# RECORD EXTRACTS start

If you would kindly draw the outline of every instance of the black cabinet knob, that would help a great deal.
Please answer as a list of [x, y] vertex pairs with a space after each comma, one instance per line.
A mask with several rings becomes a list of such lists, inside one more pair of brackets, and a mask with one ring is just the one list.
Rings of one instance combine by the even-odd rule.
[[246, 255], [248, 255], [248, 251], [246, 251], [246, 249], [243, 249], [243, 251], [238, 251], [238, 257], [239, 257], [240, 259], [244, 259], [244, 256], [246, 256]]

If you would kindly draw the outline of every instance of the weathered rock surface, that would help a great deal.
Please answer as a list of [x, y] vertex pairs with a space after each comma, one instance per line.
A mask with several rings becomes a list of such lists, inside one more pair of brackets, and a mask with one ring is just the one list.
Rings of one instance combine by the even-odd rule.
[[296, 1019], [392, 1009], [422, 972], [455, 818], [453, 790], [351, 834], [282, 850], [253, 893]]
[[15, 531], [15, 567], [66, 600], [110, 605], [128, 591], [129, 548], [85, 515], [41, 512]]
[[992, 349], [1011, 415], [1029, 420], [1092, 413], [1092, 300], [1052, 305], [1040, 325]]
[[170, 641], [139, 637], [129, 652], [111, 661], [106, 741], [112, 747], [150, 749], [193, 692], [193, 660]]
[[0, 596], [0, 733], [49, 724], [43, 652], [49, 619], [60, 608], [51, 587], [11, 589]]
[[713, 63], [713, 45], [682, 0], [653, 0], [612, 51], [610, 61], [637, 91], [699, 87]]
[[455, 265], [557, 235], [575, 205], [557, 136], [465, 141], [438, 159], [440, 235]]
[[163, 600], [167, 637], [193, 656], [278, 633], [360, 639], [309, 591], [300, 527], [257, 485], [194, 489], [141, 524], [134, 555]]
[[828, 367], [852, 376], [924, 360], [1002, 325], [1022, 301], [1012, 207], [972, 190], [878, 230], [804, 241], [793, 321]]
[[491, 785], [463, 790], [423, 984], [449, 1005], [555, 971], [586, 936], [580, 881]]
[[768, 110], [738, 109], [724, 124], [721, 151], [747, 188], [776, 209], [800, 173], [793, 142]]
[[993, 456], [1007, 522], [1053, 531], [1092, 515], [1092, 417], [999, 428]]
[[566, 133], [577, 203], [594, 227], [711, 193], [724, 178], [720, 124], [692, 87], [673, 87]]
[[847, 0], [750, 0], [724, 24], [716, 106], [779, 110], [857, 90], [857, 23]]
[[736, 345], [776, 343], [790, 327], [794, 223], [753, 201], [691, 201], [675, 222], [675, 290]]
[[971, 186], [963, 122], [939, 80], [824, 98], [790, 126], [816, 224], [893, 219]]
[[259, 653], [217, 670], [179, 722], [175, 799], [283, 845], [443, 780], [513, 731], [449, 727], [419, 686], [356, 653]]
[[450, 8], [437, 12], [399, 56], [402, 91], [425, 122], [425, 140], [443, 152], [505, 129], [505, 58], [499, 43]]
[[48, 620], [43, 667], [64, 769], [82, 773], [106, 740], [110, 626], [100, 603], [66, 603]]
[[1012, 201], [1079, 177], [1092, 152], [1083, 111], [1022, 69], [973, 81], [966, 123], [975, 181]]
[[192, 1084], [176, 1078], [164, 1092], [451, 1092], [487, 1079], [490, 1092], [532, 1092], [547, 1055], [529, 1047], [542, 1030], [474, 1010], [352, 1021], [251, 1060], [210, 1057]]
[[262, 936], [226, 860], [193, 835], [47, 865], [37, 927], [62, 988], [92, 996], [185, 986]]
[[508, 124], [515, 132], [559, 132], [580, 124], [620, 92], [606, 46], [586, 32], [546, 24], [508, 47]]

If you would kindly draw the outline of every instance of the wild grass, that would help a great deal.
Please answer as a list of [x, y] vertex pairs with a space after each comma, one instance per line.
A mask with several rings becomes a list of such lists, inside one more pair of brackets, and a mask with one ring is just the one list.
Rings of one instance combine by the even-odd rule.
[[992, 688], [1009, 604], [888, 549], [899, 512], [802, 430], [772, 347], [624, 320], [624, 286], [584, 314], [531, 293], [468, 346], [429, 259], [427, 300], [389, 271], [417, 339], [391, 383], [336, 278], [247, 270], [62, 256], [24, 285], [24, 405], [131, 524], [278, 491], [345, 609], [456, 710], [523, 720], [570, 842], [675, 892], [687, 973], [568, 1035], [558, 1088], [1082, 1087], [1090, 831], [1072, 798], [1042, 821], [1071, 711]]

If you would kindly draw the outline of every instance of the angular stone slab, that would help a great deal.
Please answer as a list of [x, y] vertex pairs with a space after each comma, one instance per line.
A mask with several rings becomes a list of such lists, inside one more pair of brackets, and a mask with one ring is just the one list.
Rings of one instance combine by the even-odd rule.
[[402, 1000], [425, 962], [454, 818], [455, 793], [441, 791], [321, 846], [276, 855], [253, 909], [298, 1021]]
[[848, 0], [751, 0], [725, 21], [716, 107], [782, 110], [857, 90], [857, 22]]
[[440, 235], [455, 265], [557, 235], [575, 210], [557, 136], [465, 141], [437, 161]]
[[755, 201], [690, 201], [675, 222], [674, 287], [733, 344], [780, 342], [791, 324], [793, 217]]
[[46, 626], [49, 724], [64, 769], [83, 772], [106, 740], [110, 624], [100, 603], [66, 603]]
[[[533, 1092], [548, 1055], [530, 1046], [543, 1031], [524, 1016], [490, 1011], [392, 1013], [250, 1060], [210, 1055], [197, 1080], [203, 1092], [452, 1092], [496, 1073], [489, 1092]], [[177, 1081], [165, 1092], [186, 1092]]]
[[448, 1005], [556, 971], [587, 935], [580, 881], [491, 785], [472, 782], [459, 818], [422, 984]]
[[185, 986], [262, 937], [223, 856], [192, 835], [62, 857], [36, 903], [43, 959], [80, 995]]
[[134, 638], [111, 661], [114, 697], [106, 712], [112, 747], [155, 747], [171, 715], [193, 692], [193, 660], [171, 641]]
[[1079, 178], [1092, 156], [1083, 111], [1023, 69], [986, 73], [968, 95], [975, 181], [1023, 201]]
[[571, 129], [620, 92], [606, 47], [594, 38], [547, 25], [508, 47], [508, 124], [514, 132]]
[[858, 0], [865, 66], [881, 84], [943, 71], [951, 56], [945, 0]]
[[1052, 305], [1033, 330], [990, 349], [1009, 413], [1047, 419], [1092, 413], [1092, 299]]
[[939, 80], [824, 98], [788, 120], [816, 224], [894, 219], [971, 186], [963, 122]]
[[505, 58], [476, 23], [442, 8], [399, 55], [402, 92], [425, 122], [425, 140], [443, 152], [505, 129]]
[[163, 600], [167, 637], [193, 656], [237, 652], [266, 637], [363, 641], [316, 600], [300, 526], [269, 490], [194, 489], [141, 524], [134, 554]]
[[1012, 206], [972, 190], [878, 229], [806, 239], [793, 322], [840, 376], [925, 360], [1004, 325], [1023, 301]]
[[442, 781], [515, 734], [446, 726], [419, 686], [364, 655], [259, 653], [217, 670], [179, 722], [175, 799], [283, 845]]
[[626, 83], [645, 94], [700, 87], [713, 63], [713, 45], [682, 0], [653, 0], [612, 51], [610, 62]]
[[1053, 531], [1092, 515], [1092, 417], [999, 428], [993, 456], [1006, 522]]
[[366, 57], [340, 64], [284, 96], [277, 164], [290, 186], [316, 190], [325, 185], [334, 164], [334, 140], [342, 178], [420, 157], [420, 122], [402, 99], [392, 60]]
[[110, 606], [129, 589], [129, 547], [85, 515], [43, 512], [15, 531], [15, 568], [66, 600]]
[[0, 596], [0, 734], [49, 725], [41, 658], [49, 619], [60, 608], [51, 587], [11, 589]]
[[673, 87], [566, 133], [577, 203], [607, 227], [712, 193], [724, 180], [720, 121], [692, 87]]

# RECORD EXTRACTS end

SET TASK = Please print the whole listing above again, every line unchanged and in the same order.

TASK RESULT =
If you would kindly draw the outline of every instance of the black cabinet knob, that would help a great deal.
Please answer as a list of [x, y] vertex pairs with a space after each comma, one instance per line.
A mask with several rings becomes a list of such lists, inside one more pair of brackets, and a mask with one ring is just the one list.
Rings of one instance combine by the even-odd rule.
[[246, 255], [248, 255], [248, 251], [246, 251], [246, 249], [243, 249], [243, 251], [238, 251], [238, 257], [239, 257], [240, 259], [244, 259], [244, 256], [246, 256]]

If you would kindly draw the outline of every instance of the weathered rock surface, that would help a great deal.
Please answer as a list of [x, y] vertex pairs with a space after each comma, one instance per line.
A mask with several rings becomes a list of such lists, inside one more pair of brackets, and a mask with one ring is just the one list.
Rings of one instance combine by the even-odd rule.
[[296, 1019], [392, 1009], [422, 972], [455, 818], [453, 790], [351, 834], [282, 850], [253, 893]]
[[15, 531], [15, 567], [66, 600], [110, 605], [128, 591], [129, 548], [85, 515], [41, 512]]
[[992, 349], [1011, 415], [1029, 420], [1092, 413], [1092, 300], [1052, 305], [1040, 325]]
[[170, 641], [139, 637], [129, 652], [111, 661], [106, 741], [112, 747], [150, 749], [193, 692], [193, 660]]
[[0, 596], [0, 733], [49, 724], [43, 652], [49, 619], [60, 608], [51, 587], [11, 589]]
[[713, 63], [713, 45], [682, 0], [653, 0], [612, 51], [610, 61], [637, 91], [699, 87]]
[[455, 265], [557, 235], [575, 205], [557, 136], [465, 141], [438, 159], [440, 235]]
[[163, 600], [167, 637], [193, 656], [278, 633], [360, 639], [309, 591], [300, 527], [257, 485], [194, 489], [141, 524], [134, 555]]
[[828, 367], [852, 376], [924, 360], [1002, 325], [1022, 301], [1012, 207], [972, 190], [878, 230], [804, 241], [793, 321]]
[[491, 785], [463, 790], [423, 984], [449, 1005], [555, 971], [586, 936], [580, 881]]
[[768, 110], [738, 109], [724, 124], [721, 151], [747, 188], [776, 209], [800, 173], [793, 142]]
[[993, 456], [1007, 522], [1053, 531], [1092, 515], [1092, 417], [999, 428]]
[[566, 133], [577, 203], [594, 227], [711, 193], [724, 178], [720, 124], [692, 87], [673, 87]]
[[847, 0], [750, 0], [724, 24], [716, 106], [779, 110], [857, 90], [857, 23]]
[[736, 345], [776, 343], [790, 327], [794, 223], [753, 201], [691, 201], [675, 222], [675, 290]]
[[971, 186], [963, 122], [939, 80], [824, 98], [790, 126], [816, 224], [893, 219]]
[[259, 653], [217, 670], [179, 722], [175, 799], [283, 845], [443, 780], [513, 731], [449, 727], [419, 686], [356, 653]]
[[450, 8], [437, 12], [399, 56], [402, 91], [425, 122], [425, 140], [443, 152], [505, 129], [505, 58], [499, 43]]
[[48, 620], [43, 667], [64, 769], [82, 773], [106, 740], [110, 626], [100, 603], [66, 603]]
[[1012, 201], [1079, 177], [1092, 152], [1083, 111], [1022, 69], [973, 81], [966, 123], [975, 181]]
[[192, 1084], [176, 1078], [164, 1092], [451, 1092], [487, 1079], [490, 1092], [532, 1092], [547, 1055], [529, 1047], [542, 1030], [474, 1010], [352, 1021], [251, 1060], [210, 1057]]
[[262, 936], [226, 860], [193, 835], [47, 865], [37, 927], [62, 988], [92, 996], [185, 986]]
[[508, 124], [515, 132], [559, 132], [580, 124], [620, 92], [606, 46], [586, 32], [546, 24], [508, 47]]

If you would kindly draw the outline of every instance of the wild grass, that would help a great deal.
Please answer as a list of [x, y] vertex pairs with a space after each comma, one instance per line.
A mask with several rings becomes a list of such lists, inside one more pair of brackets, and a mask with one ring is just the one list.
Rings of one instance combine by the even-odd rule.
[[992, 688], [1009, 604], [888, 549], [899, 512], [802, 430], [772, 347], [624, 320], [624, 286], [584, 314], [531, 293], [468, 346], [429, 259], [427, 300], [389, 271], [417, 339], [391, 383], [336, 278], [247, 270], [62, 256], [24, 285], [24, 405], [131, 524], [278, 491], [345, 609], [456, 710], [523, 720], [570, 842], [675, 892], [687, 973], [568, 1035], [558, 1088], [1082, 1087], [1090, 831], [1072, 798], [1042, 821], [1071, 711]]

If you would kindly draw the outline of every instance of the angular stone slab, that would help a great deal.
Please answer as a list of [x, y] vertex pairs with a space after each comma, one instance per line.
A mask with several rings becomes a list of such lists, inside one more pair of brackets, and a mask with one ring is just the one list.
Rings of one instance combine by the even-odd rule.
[[402, 1000], [425, 962], [454, 818], [455, 793], [441, 791], [321, 846], [276, 855], [253, 909], [298, 1021]]
[[848, 0], [751, 0], [725, 21], [716, 107], [782, 110], [857, 90], [857, 22]]
[[440, 235], [455, 265], [557, 235], [575, 210], [557, 136], [465, 141], [437, 161]]
[[755, 201], [690, 201], [675, 222], [674, 287], [733, 344], [780, 342], [791, 324], [793, 217]]
[[46, 626], [49, 724], [64, 769], [83, 772], [106, 740], [110, 624], [100, 603], [66, 603]]
[[[533, 1092], [548, 1055], [530, 1046], [543, 1031], [524, 1016], [490, 1011], [392, 1013], [250, 1060], [210, 1055], [197, 1080], [203, 1092], [452, 1092], [496, 1073], [489, 1092]], [[177, 1081], [165, 1092], [186, 1092]]]
[[448, 1005], [556, 971], [587, 935], [580, 881], [491, 785], [472, 782], [459, 818], [422, 984]]
[[185, 986], [262, 937], [223, 856], [192, 835], [62, 857], [36, 903], [43, 959], [80, 995]]
[[134, 638], [111, 661], [114, 697], [106, 712], [112, 747], [155, 747], [171, 715], [193, 692], [193, 660], [171, 641]]
[[1079, 178], [1092, 156], [1083, 111], [1023, 69], [986, 73], [968, 95], [975, 181], [1023, 201]]
[[571, 129], [620, 92], [606, 47], [594, 38], [547, 25], [508, 47], [508, 124], [514, 132]]
[[858, 0], [865, 66], [881, 84], [943, 71], [951, 56], [945, 0]]
[[1052, 305], [1033, 330], [990, 349], [1009, 413], [1047, 419], [1092, 413], [1092, 299]]
[[939, 80], [824, 98], [788, 120], [816, 224], [894, 219], [971, 186], [963, 122]]
[[505, 58], [476, 23], [442, 8], [399, 55], [402, 92], [425, 122], [425, 140], [443, 152], [505, 129]]
[[163, 600], [167, 637], [193, 656], [237, 652], [266, 637], [363, 641], [316, 600], [300, 526], [269, 490], [194, 489], [141, 524], [134, 554]]
[[1012, 206], [972, 190], [878, 229], [806, 239], [793, 322], [840, 376], [925, 360], [1004, 325], [1023, 301]]
[[442, 781], [515, 734], [446, 726], [419, 686], [364, 655], [259, 653], [217, 670], [179, 722], [175, 799], [283, 845]]
[[626, 83], [645, 94], [700, 87], [713, 63], [713, 45], [682, 0], [653, 0], [612, 51], [610, 62]]
[[1053, 531], [1092, 515], [1092, 417], [999, 428], [993, 456], [1006, 522]]
[[366, 57], [340, 64], [284, 96], [277, 164], [290, 186], [316, 190], [325, 185], [334, 164], [334, 140], [342, 178], [420, 157], [420, 122], [402, 99], [392, 60]]
[[110, 606], [129, 589], [129, 547], [85, 515], [43, 512], [15, 531], [15, 568], [66, 600]]
[[0, 596], [0, 734], [49, 725], [41, 658], [49, 619], [60, 608], [51, 587], [11, 589]]
[[673, 87], [566, 133], [577, 203], [607, 227], [712, 193], [724, 180], [720, 121], [692, 87]]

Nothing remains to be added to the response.